━━ DOCUMENT ━━

- Conference: Independent
- Record: 6–2
- Head coach: Frank Gargan (5th season);
- Captain: Raymond Snead
- Home stadium: Fordham Field

= 1924 Fordham Maroon football team =

American college football season

The 1924 Fordham Maroon football team was an American football team that represented Fordham University as an independent during the 1924 college football season. In its fifth season under coach Frank Gargan, Fordham compiled a 6–2 record and outscored opponents by a total of 148 to 53. Fordham's media guide claims an additional three victories for a 9–2 record, but no contemporaneous record has been found of those games.

━━━
━━ MATERIAL PROVIDED ━━

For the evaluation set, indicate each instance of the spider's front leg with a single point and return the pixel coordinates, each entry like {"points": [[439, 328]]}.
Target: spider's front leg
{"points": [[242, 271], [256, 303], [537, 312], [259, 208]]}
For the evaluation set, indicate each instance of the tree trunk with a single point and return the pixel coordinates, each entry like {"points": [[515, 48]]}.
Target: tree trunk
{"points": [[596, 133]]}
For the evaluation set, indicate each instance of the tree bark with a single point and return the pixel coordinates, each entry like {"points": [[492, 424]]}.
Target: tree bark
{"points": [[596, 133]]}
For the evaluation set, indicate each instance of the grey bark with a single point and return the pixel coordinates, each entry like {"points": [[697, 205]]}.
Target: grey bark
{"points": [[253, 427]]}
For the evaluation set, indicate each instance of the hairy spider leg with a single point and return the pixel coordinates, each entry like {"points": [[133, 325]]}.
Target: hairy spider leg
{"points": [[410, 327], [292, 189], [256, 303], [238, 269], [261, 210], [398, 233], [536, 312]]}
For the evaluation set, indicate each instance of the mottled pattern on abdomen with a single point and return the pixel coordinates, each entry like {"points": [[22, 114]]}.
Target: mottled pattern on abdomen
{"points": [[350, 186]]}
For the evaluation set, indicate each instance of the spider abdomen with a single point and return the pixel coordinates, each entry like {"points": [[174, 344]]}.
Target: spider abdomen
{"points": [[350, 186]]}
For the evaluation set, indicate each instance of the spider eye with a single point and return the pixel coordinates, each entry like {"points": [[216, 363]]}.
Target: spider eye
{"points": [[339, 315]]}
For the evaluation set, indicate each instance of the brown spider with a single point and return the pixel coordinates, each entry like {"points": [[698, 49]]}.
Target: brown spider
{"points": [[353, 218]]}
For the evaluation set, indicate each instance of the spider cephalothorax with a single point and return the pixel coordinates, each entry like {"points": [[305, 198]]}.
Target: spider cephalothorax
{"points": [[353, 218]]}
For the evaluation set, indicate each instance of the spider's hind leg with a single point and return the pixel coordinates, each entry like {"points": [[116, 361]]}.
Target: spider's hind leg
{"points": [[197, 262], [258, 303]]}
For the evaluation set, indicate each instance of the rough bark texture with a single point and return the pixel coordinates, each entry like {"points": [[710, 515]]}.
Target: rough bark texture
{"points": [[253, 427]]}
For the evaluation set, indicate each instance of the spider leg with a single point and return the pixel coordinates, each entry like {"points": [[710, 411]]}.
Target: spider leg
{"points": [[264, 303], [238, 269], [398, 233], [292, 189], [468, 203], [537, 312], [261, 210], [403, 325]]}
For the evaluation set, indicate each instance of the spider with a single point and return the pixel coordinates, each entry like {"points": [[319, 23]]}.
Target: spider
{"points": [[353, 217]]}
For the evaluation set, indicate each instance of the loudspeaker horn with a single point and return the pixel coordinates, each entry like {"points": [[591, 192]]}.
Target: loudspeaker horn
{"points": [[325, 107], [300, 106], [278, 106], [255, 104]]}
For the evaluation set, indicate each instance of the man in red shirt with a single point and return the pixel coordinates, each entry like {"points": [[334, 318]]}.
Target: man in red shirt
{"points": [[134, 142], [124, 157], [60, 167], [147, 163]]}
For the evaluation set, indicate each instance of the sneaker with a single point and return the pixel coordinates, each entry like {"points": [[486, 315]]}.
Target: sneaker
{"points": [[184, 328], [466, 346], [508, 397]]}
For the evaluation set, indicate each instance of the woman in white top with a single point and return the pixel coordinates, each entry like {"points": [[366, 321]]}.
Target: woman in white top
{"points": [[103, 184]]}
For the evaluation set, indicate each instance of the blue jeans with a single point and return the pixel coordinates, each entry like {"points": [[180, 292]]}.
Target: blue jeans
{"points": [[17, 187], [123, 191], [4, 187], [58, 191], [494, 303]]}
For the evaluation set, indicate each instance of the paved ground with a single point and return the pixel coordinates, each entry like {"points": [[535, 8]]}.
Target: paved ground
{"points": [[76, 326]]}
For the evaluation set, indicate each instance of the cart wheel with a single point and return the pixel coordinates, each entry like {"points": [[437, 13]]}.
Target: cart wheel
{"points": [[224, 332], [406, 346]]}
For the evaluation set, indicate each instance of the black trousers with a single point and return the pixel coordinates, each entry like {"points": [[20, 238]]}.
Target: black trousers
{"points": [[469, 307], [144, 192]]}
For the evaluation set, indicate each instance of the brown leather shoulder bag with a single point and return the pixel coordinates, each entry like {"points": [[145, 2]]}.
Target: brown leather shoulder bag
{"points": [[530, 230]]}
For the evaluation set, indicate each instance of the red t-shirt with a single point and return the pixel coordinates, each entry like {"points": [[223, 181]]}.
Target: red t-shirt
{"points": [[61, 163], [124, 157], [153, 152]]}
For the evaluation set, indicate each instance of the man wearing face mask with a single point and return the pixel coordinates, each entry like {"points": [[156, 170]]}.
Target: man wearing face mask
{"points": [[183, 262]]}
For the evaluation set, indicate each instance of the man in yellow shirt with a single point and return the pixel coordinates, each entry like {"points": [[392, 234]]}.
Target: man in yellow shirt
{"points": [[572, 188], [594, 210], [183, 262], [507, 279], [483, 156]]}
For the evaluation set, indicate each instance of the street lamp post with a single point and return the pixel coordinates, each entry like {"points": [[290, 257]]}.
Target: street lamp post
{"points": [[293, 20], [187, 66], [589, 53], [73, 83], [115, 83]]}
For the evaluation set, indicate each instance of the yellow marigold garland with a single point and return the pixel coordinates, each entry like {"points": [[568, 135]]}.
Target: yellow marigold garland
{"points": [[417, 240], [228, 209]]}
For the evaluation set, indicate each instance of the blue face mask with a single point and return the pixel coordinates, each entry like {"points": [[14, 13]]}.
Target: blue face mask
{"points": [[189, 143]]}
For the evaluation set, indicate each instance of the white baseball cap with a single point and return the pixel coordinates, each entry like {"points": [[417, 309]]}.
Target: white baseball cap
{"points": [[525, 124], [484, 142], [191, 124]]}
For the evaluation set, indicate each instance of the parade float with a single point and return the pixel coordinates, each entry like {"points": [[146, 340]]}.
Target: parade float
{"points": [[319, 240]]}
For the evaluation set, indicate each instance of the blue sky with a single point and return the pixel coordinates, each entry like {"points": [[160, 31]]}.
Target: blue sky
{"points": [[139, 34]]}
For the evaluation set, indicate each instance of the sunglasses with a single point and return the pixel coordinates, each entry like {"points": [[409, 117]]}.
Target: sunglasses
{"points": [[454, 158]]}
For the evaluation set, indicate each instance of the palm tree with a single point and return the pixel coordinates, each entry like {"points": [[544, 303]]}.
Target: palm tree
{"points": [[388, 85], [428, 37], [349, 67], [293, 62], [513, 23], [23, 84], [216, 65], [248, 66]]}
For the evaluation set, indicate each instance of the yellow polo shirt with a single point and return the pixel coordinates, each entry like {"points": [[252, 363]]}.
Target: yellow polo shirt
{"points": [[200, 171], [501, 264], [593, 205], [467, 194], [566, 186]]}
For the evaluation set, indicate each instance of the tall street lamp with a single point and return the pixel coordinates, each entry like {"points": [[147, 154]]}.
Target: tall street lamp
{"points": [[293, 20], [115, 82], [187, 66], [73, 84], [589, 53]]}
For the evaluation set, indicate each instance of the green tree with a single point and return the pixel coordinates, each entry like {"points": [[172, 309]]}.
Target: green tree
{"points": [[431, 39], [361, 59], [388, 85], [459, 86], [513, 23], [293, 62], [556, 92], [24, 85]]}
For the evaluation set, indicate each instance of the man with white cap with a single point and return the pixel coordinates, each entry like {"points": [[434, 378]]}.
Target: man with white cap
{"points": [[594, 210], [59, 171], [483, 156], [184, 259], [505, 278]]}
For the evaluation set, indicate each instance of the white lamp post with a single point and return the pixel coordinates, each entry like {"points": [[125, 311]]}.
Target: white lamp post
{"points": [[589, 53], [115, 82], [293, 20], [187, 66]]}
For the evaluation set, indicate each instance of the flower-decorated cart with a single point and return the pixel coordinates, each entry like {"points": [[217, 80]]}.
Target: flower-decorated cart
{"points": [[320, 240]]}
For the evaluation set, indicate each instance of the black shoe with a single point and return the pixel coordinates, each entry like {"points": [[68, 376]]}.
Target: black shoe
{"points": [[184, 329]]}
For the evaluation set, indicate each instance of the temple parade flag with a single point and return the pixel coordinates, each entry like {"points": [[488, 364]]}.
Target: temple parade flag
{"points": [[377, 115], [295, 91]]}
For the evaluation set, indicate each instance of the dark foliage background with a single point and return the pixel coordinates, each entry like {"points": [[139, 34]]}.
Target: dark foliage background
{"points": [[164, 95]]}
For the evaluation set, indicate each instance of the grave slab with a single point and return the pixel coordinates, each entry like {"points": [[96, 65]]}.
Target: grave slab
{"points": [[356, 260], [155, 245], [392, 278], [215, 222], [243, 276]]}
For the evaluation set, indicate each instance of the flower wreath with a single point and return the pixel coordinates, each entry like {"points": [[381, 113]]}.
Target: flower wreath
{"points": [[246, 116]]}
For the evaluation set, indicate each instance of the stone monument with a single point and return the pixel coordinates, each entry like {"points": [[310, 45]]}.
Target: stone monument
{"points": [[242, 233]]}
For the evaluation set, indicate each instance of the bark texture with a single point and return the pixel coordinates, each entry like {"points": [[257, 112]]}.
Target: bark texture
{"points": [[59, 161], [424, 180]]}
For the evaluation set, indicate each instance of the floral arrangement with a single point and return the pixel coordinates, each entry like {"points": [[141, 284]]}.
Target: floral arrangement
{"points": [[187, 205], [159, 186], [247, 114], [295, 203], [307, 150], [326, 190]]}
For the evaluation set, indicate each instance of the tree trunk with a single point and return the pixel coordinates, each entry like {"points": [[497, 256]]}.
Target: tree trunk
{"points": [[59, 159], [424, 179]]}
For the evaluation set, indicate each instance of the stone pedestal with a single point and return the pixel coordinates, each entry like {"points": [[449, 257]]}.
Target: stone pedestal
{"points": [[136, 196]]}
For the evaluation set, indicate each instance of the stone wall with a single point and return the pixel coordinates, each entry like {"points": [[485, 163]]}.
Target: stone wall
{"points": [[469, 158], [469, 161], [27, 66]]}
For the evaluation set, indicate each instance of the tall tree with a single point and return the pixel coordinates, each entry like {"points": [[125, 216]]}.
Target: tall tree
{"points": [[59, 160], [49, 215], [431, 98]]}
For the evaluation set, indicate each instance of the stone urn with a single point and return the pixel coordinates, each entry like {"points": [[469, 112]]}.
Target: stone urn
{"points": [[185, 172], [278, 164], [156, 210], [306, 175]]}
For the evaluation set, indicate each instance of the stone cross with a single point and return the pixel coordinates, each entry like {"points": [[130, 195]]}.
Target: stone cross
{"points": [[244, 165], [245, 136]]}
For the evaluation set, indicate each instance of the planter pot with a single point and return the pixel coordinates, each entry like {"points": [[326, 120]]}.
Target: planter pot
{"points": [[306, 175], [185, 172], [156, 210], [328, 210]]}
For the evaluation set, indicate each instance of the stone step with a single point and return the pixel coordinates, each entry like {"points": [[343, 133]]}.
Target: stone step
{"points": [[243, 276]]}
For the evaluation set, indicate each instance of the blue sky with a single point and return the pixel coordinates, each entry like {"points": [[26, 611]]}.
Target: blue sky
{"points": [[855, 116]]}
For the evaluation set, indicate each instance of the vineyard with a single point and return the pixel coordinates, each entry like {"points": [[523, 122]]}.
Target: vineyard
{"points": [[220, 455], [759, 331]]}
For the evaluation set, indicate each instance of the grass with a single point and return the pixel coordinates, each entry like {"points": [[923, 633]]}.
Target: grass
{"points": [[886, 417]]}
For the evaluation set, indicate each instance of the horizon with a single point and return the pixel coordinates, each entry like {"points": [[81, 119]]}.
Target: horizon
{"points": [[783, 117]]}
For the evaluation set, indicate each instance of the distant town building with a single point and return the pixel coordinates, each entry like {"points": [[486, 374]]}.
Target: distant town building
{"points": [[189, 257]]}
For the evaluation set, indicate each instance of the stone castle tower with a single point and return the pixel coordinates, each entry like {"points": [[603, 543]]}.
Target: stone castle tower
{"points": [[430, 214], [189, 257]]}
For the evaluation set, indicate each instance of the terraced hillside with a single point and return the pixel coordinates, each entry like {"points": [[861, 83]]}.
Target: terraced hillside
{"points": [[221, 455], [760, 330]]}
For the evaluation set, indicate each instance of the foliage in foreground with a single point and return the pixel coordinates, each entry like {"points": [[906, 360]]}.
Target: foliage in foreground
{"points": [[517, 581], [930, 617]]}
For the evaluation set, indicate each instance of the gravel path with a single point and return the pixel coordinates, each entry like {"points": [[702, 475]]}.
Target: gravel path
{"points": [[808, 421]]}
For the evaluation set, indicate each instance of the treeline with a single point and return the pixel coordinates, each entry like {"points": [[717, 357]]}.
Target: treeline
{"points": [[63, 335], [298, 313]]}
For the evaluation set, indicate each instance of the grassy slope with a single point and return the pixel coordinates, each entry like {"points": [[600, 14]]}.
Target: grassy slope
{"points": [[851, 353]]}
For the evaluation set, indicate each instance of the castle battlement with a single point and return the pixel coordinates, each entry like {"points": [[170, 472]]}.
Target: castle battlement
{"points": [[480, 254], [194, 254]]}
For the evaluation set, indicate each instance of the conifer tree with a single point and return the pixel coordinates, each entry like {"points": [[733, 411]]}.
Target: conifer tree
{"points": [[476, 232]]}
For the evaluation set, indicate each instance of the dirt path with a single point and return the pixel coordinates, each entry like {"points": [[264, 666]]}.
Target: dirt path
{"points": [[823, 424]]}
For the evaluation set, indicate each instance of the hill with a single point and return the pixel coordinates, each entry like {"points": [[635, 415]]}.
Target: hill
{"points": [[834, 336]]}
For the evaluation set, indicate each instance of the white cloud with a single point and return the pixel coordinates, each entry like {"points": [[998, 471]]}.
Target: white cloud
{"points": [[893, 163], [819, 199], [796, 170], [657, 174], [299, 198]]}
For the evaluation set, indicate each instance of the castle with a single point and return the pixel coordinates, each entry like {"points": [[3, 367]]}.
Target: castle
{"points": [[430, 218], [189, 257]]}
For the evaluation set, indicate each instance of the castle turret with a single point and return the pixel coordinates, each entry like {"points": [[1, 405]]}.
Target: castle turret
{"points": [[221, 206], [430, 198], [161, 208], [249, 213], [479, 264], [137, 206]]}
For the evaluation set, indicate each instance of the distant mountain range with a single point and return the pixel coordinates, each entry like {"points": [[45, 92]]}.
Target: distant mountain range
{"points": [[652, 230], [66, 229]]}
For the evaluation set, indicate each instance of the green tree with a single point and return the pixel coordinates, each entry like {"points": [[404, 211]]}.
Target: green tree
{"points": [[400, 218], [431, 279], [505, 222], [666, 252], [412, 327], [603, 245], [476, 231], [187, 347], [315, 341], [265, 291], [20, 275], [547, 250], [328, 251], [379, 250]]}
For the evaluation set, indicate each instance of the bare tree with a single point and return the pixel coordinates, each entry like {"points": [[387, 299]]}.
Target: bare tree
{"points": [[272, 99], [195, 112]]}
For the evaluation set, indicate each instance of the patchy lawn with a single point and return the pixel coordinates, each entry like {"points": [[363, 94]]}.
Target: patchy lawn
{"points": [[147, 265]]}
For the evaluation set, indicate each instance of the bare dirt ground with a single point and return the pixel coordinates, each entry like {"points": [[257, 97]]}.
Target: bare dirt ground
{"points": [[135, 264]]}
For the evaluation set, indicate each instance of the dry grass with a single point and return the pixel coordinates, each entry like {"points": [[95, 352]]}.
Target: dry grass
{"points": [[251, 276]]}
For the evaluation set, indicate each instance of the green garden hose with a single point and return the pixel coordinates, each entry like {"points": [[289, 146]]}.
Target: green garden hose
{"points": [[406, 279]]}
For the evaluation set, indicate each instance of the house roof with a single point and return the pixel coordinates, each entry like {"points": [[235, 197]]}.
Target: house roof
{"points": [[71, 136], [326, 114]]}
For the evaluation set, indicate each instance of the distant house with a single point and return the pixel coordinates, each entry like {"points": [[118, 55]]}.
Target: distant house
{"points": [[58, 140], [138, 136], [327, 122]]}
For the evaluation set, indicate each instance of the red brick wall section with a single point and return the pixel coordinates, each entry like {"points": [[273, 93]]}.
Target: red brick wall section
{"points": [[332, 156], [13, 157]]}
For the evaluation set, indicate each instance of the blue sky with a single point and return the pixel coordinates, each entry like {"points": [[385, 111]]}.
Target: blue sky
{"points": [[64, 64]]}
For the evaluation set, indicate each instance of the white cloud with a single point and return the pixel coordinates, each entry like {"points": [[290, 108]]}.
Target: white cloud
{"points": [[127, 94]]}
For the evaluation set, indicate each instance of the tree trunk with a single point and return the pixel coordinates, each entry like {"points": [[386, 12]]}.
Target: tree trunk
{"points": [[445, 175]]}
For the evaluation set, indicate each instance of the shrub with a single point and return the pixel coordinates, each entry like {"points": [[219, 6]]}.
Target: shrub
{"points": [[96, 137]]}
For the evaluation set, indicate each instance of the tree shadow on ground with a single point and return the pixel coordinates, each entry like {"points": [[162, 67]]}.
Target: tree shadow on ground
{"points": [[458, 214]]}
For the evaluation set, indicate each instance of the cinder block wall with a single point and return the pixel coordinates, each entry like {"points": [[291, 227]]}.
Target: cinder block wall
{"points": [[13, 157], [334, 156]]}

━━━

- WORK TO COMPLETE -
Return, word for word, the passage of the 1924 Fordham football article that begins with the words containing "- Conference: Independent" and ends with "of those games.".

- RESPONSE TO THIS EXERCISE -
- Conference: Independent
- Record: 6–2
- Head coach: Frank Gargan (5th season);
- Captain: Raymond Snead
- Home stadium: Fordham Field

= 1924 Fordham Maroon football team =

American college football season

The 1924 Fordham Maroon football team was an American football team that represented Fordham University as an independent during the 1924 college football season. In its fifth season under coach Frank Gargan, Fordham compiled a 6–2 record and outscored opponents by a total of 148 to 53. Fordham's media guide claims an additional three victories for a 9–2 record, but no contemporaneous record has been found of those games.